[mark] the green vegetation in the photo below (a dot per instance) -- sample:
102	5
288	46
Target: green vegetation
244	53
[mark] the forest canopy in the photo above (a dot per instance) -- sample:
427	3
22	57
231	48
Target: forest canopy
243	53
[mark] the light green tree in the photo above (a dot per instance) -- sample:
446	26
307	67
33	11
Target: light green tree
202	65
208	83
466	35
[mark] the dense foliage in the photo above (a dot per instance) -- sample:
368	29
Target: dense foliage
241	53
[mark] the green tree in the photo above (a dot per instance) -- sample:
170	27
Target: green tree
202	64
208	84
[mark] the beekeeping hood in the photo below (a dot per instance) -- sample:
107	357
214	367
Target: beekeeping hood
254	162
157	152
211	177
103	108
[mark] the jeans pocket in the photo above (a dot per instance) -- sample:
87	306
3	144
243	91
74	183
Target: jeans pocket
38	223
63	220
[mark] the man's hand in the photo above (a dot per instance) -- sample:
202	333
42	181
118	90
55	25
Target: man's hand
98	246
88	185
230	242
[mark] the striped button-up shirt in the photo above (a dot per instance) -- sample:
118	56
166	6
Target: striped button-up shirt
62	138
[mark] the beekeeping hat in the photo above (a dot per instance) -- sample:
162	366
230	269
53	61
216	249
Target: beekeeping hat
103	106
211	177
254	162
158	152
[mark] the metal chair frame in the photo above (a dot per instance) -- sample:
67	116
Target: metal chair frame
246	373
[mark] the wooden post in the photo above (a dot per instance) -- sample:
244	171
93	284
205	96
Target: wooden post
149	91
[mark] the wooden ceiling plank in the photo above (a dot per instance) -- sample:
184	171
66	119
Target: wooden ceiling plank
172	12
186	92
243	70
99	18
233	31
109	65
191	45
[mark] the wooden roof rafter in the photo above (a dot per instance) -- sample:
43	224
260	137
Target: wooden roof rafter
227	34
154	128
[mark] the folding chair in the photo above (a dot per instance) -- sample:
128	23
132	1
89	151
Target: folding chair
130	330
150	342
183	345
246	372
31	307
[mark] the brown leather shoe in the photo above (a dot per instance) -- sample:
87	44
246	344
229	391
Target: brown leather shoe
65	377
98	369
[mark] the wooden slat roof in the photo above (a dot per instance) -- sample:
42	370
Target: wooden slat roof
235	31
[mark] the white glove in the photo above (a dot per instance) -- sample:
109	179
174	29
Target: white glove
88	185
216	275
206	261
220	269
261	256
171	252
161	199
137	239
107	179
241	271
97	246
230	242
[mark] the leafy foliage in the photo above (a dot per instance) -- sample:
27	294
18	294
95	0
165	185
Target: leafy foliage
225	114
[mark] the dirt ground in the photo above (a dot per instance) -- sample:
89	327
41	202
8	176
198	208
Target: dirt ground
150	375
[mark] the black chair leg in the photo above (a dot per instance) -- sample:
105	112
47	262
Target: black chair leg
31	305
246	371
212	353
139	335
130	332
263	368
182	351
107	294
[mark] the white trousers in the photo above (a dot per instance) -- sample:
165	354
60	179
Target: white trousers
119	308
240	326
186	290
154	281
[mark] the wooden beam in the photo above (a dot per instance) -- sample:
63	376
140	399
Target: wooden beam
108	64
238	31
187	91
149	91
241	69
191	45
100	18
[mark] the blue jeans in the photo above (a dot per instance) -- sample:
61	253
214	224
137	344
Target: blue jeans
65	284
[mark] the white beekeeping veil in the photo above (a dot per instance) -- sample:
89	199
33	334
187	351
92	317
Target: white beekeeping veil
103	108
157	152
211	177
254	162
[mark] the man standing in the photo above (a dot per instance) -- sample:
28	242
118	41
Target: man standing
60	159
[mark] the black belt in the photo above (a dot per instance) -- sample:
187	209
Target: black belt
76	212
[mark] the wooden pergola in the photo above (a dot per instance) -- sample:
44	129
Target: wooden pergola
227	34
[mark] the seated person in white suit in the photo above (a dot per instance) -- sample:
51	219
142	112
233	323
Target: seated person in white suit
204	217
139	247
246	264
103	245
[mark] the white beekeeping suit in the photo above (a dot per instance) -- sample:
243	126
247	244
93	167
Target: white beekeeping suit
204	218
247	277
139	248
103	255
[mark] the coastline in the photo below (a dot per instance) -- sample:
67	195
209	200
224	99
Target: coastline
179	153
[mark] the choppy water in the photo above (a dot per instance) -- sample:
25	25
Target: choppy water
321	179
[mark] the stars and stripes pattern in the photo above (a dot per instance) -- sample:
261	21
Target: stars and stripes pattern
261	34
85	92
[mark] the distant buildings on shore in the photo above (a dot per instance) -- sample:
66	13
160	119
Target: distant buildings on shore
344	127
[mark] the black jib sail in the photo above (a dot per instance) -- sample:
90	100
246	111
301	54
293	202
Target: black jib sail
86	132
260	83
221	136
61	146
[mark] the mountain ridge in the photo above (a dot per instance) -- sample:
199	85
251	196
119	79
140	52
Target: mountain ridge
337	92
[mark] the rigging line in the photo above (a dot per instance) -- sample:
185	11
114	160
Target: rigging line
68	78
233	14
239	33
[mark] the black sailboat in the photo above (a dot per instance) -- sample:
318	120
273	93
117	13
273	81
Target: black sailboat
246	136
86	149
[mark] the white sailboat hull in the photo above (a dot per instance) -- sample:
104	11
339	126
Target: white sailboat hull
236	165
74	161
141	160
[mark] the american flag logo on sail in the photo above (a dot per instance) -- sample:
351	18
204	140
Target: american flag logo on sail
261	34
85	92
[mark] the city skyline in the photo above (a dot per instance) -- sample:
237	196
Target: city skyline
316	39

——————

> Aim of the task: Write out the rows again, starting at the line that contains "[mark] the rigging" and going through the last row, keeping every request line. Add 77 to each answer coordinate, and leave the sample numbers unchanged.

> Result:
[mark] the rigging line in the photo above (a dot per instance) -- sample:
185	11
114	160
Target: rigging line
145	155
310	91
316	110
[mark] the black sailboat in the photo above (a dot per instance) -- sample:
318	120
273	93
117	13
273	81
Target: black sailboat
323	213
163	226
[mark] the white sailboat hull in the photo above (a dot per instance) -- sample:
104	11
339	126
Target: white sailboat hull
313	242
151	238
218	237
[mark] the american flag logo on sail in the photo above (a dot per instance) -- sample:
351	18
204	140
Target: american flag logo on sail
338	111
162	169
[mark] the city skyline in the photo above (a dot per instance) -- sample:
237	196
Target: city skyline
393	116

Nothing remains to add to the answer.